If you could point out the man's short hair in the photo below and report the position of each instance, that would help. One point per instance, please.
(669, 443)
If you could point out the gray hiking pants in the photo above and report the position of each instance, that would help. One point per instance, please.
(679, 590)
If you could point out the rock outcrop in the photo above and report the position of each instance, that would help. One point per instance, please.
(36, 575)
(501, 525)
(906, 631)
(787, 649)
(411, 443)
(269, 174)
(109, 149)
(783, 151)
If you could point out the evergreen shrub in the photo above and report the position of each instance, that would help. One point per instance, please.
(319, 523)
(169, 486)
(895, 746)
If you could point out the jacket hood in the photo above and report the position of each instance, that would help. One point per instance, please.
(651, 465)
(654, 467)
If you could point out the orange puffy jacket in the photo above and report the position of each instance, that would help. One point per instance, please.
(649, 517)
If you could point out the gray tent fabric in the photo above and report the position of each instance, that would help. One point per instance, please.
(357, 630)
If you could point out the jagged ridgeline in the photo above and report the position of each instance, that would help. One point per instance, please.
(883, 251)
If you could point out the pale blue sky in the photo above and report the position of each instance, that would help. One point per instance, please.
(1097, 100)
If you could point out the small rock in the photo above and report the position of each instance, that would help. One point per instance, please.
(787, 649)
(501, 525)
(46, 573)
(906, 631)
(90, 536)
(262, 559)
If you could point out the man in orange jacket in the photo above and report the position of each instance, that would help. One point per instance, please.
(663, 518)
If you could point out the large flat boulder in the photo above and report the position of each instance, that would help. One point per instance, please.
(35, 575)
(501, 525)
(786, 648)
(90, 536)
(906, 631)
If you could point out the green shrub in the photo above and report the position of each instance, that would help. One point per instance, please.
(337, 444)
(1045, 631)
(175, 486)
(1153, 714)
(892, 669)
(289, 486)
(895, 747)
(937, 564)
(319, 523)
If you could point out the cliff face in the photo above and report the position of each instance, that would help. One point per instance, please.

» Work instructions
Print the listing above in its entirety, with every line exact.

» Solution to the exercise
If you could point out the man's short hair in the photo below and report the position of each instance, that would help. One point per instance, please.
(669, 443)
If you could point out the gray hiking pants in the photo above and report the position of each instance, that would help. One point per instance, please.
(679, 590)
If you could point out the rock outcrop in the photo above and report the position of each instance, that would help. One point per instance, please.
(36, 575)
(501, 525)
(906, 631)
(787, 649)
(411, 443)
(269, 174)
(109, 149)
(783, 151)
If you could point out the evergreen shrub in the photo above and report the position of each instance, that would help. One point per instance, please.
(319, 523)
(169, 486)
(895, 746)
If you could point out the jacket hood in the photo above and report the position of each instance, that would help. One point per instance, please.
(651, 465)
(654, 467)
If you could point out the orange puffy jacket in the photo above and report the position of each instance, that would help. One point per instance, please.
(649, 517)
If you could point out the gray tent fabric in the photo above and report the position of each instance, that would help. One point per instance, please.
(357, 630)
If you could point out the jagged ridgeline in the photo above and report the position of each instance, that would help. One point per instance, please.
(883, 251)
If you could point out the pale blue sky in the photo above and report the position of each instance, that would help. One point per instance, please.
(1097, 100)
If you could point out the small rock in the photo above and report the position of each instance, that would help. One point per instance, please.
(787, 649)
(501, 525)
(46, 573)
(906, 631)
(90, 536)
(262, 559)
If you could point out the man in orange jacket in the photo above and report the position of each instance, that would help. One point per instance, please.
(663, 518)
If you could point out the large flat boulder in the photo above and report the position of each instance, that would help. One point per instance, please.
(35, 575)
(501, 525)
(786, 648)
(90, 536)
(906, 631)
If you could point out the green shrub in the photo above and report the position of each instance, that would help. One point per instance, please.
(337, 444)
(1045, 631)
(175, 486)
(1153, 714)
(892, 669)
(289, 486)
(895, 747)
(937, 564)
(319, 523)
If you could point out the cliff face in the photo above and report the position of each instance, that would help. One point per instance, please.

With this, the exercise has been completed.